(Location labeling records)
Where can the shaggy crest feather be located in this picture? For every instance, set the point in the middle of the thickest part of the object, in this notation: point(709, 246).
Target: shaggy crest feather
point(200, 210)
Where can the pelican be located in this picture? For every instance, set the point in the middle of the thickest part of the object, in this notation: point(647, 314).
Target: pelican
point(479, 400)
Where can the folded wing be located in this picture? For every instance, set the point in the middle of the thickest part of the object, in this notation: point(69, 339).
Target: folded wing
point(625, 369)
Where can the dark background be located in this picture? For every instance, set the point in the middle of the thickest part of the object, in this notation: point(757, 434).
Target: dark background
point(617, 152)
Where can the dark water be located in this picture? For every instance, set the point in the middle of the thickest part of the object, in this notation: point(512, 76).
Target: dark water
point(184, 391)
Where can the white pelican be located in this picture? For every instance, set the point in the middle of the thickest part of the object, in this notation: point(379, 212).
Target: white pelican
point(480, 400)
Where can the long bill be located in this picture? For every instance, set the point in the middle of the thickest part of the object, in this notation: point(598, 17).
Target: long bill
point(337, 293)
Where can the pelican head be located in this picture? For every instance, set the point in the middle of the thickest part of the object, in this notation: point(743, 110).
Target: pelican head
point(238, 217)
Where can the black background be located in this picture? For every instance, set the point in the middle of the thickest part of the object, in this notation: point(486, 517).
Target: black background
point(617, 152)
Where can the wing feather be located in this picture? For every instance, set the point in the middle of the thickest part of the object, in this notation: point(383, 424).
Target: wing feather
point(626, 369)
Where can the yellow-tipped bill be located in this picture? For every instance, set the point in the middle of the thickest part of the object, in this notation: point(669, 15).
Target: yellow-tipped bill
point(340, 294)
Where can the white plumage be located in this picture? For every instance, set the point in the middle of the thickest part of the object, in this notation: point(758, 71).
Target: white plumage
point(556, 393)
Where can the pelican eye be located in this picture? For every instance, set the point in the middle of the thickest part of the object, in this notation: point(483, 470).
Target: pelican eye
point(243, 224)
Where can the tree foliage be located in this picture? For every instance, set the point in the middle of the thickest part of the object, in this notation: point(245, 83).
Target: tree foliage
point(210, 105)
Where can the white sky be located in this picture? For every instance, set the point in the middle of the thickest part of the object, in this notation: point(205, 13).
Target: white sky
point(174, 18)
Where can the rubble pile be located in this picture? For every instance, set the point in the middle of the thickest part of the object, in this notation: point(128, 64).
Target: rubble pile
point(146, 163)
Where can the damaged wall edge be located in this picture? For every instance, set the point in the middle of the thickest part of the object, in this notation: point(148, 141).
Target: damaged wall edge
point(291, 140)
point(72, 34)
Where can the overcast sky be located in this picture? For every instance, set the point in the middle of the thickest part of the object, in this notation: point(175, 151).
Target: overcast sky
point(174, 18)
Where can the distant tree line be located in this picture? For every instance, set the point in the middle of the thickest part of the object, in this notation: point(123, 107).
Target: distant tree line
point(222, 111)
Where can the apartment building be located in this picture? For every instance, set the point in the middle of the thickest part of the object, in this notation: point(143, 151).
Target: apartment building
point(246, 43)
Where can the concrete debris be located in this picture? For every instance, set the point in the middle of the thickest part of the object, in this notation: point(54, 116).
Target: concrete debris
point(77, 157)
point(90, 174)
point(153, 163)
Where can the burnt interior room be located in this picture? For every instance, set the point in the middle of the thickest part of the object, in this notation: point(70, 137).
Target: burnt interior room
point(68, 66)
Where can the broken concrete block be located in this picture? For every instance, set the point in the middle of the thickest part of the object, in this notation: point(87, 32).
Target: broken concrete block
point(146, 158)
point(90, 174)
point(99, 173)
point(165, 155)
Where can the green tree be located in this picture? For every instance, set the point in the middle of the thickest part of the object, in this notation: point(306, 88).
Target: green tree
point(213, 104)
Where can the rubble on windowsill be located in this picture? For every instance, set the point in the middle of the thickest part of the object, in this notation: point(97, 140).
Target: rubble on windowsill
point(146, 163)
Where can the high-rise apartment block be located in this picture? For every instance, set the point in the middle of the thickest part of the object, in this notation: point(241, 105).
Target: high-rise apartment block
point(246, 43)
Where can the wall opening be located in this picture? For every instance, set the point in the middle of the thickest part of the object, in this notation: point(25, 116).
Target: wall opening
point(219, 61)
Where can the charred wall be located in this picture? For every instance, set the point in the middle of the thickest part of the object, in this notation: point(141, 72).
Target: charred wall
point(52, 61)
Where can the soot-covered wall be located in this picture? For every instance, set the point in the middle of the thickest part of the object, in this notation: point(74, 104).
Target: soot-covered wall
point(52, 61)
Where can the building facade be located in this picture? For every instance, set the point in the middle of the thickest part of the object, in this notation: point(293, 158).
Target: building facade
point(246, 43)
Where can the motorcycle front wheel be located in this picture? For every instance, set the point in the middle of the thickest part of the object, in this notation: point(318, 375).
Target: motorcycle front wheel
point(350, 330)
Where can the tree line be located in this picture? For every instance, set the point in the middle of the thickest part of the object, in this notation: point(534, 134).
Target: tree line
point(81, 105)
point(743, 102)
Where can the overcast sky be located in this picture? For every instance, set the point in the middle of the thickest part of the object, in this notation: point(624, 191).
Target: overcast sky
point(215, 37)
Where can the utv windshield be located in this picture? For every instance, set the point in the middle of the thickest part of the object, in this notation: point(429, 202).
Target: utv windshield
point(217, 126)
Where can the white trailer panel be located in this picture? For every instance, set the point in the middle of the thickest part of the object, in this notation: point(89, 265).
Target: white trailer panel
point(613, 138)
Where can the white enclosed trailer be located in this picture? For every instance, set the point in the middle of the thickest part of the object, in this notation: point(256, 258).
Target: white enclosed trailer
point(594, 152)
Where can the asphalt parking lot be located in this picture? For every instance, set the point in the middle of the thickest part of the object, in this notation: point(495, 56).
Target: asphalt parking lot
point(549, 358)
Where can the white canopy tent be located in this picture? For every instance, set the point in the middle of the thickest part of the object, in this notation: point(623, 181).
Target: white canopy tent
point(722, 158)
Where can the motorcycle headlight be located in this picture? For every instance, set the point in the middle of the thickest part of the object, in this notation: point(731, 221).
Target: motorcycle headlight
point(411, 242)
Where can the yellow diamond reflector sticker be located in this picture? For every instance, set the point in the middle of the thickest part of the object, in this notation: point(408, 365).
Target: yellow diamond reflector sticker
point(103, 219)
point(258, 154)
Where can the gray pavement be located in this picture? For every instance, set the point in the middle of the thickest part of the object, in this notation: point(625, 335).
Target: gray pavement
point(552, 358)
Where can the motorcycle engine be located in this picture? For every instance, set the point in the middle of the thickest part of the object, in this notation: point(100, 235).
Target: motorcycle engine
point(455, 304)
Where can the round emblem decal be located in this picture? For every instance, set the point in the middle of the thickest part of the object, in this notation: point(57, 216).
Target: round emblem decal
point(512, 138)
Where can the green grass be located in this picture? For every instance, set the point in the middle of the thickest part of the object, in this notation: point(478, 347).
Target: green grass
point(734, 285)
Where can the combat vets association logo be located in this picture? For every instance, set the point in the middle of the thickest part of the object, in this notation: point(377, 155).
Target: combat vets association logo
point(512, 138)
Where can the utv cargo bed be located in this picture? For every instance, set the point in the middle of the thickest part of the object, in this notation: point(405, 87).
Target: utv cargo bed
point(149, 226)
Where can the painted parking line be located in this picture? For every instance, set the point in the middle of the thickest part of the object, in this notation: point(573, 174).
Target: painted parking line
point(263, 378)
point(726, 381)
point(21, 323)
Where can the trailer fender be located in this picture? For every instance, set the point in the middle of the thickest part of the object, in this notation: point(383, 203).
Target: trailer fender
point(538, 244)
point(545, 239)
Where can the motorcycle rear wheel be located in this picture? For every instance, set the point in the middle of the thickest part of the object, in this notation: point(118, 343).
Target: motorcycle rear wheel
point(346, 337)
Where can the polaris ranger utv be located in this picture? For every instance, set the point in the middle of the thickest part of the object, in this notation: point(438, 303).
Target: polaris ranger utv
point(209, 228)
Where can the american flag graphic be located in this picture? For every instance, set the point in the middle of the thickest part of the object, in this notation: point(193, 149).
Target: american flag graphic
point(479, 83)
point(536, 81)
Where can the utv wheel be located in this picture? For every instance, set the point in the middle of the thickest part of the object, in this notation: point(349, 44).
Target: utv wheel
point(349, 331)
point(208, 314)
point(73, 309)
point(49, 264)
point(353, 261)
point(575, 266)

=== Set task ===
Reproduce the records from their first line through the line containing "point(479, 400)", with both ends included and the requests kept in full. Multiply each coordinate in the answer points by 1.65 and round to whole numbers, with halves rounded up, but leave the numbers in the requests and their notation samples unchanged.

=== Task result ===
Where can the shaggy crest feather be located in this picture? For every instance, set the point in the middle of the thickest part of the object, in this notation: point(709, 246).
Target: shaggy crest feather
point(330, 347)
Where can the pelican be located in this picture? For every instance, set the point in the middle of the thickest part of the object, in this notation: point(647, 314).
Target: pelican
point(790, 660)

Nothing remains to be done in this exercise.